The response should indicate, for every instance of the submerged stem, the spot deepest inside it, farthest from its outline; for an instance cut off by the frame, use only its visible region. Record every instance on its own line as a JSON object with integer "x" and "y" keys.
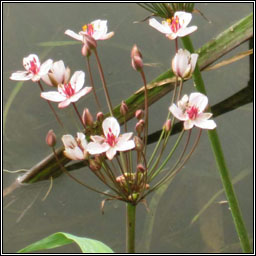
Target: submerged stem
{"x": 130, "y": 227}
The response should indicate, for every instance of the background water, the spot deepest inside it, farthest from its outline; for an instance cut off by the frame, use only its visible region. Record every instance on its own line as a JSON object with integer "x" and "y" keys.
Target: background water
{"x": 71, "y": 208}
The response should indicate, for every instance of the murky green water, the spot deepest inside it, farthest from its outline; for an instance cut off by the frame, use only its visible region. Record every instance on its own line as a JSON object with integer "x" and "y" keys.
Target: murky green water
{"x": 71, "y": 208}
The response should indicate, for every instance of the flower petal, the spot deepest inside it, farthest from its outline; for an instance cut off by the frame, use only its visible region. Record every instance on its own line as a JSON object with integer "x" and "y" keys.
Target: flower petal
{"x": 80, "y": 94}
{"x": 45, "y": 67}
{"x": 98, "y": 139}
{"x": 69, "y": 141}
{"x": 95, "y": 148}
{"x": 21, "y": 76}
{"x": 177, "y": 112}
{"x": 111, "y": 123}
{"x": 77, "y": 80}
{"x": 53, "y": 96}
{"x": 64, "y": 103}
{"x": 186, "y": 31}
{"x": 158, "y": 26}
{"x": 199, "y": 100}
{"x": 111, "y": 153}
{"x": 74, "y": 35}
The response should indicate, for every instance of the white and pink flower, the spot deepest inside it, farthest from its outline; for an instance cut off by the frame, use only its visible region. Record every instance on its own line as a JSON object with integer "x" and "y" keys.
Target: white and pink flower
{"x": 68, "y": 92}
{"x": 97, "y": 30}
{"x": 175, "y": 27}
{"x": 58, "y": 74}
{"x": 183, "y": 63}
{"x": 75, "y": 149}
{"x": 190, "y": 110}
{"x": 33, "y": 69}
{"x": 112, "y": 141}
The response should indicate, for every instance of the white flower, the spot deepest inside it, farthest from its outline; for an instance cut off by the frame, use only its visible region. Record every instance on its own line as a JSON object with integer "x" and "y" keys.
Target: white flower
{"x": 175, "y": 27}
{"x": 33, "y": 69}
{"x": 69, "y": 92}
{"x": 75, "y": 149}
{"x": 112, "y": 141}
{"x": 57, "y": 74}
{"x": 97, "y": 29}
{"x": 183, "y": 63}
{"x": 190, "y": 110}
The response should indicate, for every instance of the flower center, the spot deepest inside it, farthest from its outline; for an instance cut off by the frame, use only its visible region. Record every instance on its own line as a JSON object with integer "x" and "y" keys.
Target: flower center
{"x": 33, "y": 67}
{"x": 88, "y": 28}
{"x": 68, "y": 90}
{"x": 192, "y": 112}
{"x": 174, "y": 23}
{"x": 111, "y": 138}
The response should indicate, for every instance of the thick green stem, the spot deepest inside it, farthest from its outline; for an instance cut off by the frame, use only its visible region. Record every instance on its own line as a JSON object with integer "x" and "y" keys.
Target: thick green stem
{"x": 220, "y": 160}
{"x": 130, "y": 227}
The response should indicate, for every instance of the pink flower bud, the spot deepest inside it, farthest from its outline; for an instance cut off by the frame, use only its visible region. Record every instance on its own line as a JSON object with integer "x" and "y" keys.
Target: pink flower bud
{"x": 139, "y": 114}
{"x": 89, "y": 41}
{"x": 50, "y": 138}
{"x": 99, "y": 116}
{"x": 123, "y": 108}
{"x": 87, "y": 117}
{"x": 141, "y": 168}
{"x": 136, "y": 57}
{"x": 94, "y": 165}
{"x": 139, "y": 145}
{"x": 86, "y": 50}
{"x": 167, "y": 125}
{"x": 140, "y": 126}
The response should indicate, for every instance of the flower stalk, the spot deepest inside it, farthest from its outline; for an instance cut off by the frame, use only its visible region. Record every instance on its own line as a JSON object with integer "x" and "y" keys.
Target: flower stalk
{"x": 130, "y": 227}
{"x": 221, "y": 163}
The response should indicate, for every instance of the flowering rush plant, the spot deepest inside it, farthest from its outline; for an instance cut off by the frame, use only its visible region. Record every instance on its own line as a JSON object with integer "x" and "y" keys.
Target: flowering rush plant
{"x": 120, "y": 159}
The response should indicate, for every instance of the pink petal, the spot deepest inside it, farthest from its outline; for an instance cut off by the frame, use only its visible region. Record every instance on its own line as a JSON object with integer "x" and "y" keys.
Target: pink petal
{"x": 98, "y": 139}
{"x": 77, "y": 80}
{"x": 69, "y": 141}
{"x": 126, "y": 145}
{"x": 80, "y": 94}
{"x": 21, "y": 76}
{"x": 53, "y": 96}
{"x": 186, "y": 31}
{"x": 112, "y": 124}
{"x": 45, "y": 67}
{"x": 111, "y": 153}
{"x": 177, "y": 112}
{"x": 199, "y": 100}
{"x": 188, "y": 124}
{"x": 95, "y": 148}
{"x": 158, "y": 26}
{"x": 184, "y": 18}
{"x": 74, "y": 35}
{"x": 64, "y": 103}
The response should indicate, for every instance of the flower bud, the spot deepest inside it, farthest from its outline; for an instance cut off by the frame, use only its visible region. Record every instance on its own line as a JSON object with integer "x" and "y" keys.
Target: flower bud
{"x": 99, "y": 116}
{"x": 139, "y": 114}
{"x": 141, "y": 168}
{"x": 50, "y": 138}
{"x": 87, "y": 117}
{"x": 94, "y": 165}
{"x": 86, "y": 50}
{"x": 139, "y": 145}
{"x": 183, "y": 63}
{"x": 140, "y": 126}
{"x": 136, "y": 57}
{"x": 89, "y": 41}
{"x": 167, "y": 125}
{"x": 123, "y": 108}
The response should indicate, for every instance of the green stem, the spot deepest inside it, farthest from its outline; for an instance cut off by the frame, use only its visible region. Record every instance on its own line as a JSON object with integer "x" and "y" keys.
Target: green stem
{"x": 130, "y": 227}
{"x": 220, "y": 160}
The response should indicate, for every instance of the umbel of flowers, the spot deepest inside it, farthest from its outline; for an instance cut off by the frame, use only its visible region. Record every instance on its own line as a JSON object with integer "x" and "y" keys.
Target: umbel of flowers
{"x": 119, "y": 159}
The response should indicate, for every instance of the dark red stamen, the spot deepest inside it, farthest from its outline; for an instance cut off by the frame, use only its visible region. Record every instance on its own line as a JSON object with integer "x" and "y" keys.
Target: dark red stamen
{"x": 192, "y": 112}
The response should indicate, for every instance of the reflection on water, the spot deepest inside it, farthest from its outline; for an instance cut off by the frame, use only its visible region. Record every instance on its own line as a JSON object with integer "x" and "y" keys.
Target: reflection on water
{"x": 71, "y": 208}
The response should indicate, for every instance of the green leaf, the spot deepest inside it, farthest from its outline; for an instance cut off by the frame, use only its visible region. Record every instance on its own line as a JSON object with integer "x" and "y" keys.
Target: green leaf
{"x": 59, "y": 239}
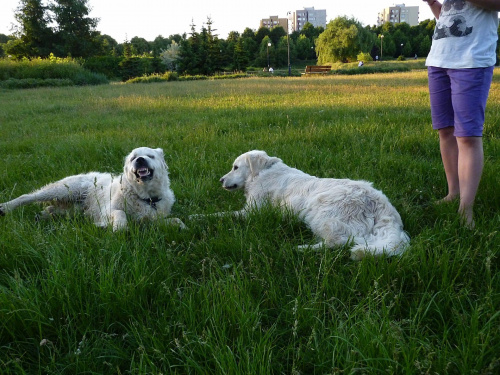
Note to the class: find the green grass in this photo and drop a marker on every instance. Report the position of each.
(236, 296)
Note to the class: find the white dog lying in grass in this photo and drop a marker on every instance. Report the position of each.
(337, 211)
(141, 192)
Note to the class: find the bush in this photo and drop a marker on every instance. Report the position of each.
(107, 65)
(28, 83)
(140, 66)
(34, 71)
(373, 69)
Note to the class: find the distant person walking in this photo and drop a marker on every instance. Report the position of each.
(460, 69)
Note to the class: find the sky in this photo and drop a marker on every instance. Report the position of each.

◆ ◆ ◆

### OBJECTIVE
In the records above, find the line containing "Note to the class: find the green"; please retype it and every line after it through the last line, exactly and with nothing else.

### IN RESPONSE
Note to the class: find the green grass in this photo and drop a marker on every instance. Report the position of each.
(236, 296)
Note to the class: find the white dog lying in grass in this photo and drop a marker on every instance. Report the position of each.
(337, 211)
(141, 192)
Note to the class: find the bush in this photo and drop a marker on every instance. Report the position of each.
(107, 65)
(28, 83)
(140, 66)
(34, 71)
(373, 69)
Note to the class: find the distant person walking in this photo and drop a marker on every instance. Report the position of each.
(460, 69)
Note to the class: find the sky in this photo and drop a marker on every instance. Report the position of each.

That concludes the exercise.